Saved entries
════

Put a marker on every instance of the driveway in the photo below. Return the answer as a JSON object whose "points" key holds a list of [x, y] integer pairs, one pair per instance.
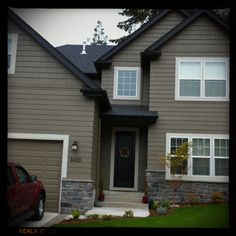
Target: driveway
{"points": [[48, 219]]}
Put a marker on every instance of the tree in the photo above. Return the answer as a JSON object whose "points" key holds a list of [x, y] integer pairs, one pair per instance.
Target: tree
{"points": [[137, 17], [177, 163], [99, 37]]}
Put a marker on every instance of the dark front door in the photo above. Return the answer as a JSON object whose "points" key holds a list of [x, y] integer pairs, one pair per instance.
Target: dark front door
{"points": [[124, 159]]}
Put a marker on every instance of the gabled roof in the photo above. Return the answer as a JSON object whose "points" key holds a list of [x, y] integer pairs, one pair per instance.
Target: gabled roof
{"points": [[131, 112], [53, 51], [85, 62], [136, 33], [156, 46]]}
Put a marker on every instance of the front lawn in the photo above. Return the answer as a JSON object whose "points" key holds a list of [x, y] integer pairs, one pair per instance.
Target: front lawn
{"points": [[201, 216]]}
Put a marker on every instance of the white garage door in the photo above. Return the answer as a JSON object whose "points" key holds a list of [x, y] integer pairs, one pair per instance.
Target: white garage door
{"points": [[43, 159]]}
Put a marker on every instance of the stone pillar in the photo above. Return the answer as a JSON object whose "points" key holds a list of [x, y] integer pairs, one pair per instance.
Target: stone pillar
{"points": [[76, 194]]}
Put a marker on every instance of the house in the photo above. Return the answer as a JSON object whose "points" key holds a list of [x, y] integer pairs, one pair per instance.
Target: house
{"points": [[108, 114]]}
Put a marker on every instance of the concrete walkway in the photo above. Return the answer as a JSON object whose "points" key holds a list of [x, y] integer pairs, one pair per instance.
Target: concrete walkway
{"points": [[47, 220], [117, 211]]}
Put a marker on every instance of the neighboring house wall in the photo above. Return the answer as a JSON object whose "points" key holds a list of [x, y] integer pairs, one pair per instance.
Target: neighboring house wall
{"points": [[203, 38], [44, 97], [129, 56]]}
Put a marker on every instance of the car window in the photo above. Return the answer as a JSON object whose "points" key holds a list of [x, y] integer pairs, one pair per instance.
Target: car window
{"points": [[22, 175], [10, 177]]}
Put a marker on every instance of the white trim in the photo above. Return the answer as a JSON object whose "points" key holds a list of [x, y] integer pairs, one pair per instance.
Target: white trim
{"points": [[202, 96], [14, 38], [190, 176], [115, 83], [54, 137], [136, 130]]}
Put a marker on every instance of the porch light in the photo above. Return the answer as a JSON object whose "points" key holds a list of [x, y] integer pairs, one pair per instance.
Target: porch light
{"points": [[74, 146]]}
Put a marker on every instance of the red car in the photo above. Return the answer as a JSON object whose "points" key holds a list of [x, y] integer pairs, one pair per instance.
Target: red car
{"points": [[25, 195]]}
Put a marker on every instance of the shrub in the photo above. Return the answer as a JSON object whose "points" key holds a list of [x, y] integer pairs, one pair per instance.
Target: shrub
{"points": [[106, 217], [163, 203], [217, 197], [128, 214], [75, 214], [193, 199], [152, 204]]}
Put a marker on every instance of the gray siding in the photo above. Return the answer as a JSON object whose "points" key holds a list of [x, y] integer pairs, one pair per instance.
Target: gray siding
{"points": [[95, 148], [130, 56], [203, 38], [44, 97]]}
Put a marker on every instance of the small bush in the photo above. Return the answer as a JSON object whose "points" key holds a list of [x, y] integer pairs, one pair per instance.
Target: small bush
{"points": [[93, 216], [163, 203], [193, 199], [106, 217], [217, 197], [161, 210], [128, 214], [153, 204], [75, 214]]}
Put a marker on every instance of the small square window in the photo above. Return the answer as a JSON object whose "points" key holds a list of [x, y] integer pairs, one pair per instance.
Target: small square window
{"points": [[126, 83]]}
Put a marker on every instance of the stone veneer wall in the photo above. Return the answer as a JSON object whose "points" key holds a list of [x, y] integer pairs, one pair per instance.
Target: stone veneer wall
{"points": [[76, 194], [159, 188]]}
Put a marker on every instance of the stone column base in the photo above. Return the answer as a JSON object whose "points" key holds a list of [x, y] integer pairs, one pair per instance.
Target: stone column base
{"points": [[159, 188]]}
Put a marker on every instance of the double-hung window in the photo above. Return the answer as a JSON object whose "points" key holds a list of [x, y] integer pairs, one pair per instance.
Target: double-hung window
{"points": [[202, 79], [208, 156], [126, 83], [11, 54]]}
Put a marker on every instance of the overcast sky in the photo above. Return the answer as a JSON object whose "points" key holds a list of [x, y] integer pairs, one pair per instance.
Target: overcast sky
{"points": [[72, 26]]}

════

Your task is to reproduce exactly the lines that begin at the line containing "Put a marker on every instance of the double-hung" and end at the final line of the data above.

[Answer below]
Put a marker on every instance of the double-hung window in the photo above. Return the answer as a JSON object whose "points" key holds a list of [x, y] integer pairs, one pair per instance.
Target: double-hung window
{"points": [[202, 79], [208, 156], [126, 83], [11, 54]]}
Put a marker on every instance of the overcast sky in the photo above. Return the answer as a JSON object whose "points" key holds a list of [x, y] integer pairs, one pair per instance.
Target: overcast sky
{"points": [[72, 26]]}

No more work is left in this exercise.